(Entries from a dataset)
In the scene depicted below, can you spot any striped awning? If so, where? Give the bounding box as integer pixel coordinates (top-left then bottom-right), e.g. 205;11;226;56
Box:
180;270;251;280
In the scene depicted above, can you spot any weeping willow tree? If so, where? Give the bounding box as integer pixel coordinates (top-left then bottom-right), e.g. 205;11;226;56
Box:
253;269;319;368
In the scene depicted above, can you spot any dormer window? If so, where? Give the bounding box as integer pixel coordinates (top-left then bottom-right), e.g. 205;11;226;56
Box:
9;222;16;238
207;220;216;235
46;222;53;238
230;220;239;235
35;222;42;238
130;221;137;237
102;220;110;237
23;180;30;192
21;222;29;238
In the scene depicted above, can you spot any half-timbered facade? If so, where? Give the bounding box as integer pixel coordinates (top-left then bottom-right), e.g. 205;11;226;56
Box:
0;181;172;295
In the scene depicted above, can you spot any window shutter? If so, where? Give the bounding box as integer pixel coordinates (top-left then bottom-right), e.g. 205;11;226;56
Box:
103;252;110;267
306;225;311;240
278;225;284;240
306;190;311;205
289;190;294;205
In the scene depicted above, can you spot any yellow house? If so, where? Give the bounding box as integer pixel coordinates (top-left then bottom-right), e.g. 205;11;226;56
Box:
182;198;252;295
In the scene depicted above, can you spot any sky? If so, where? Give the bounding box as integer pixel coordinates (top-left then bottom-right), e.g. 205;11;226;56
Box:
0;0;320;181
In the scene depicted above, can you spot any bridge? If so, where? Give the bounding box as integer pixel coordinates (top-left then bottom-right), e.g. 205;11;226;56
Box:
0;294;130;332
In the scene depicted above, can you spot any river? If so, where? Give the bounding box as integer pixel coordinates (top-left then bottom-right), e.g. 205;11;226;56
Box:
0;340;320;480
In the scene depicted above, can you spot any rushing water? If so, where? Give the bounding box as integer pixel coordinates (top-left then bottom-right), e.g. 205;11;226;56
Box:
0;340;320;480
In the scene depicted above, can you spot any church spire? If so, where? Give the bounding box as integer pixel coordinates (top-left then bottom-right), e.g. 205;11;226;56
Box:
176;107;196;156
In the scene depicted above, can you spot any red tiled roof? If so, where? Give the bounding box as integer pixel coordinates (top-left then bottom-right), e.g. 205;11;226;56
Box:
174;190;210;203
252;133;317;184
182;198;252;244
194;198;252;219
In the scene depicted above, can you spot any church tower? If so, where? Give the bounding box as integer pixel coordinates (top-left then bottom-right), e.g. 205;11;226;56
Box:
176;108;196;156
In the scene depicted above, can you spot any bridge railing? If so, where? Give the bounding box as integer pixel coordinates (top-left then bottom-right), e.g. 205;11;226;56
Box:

# WORK INSTRUCTIONS
Could you duplicate the lines of the entries word for word, from the line containing "In the scene depicted above, can you spot any red" through the line containing "194;198;252;219"?

# OUTPUT
In the scene depicted above, can you spot any red tiled roof? If so, where? Give the bounding box as integer pixel coordinates (top-left then bottom-right), e.g. 205;11;226;56
Box:
174;190;210;203
252;133;317;184
182;198;252;244
194;198;252;219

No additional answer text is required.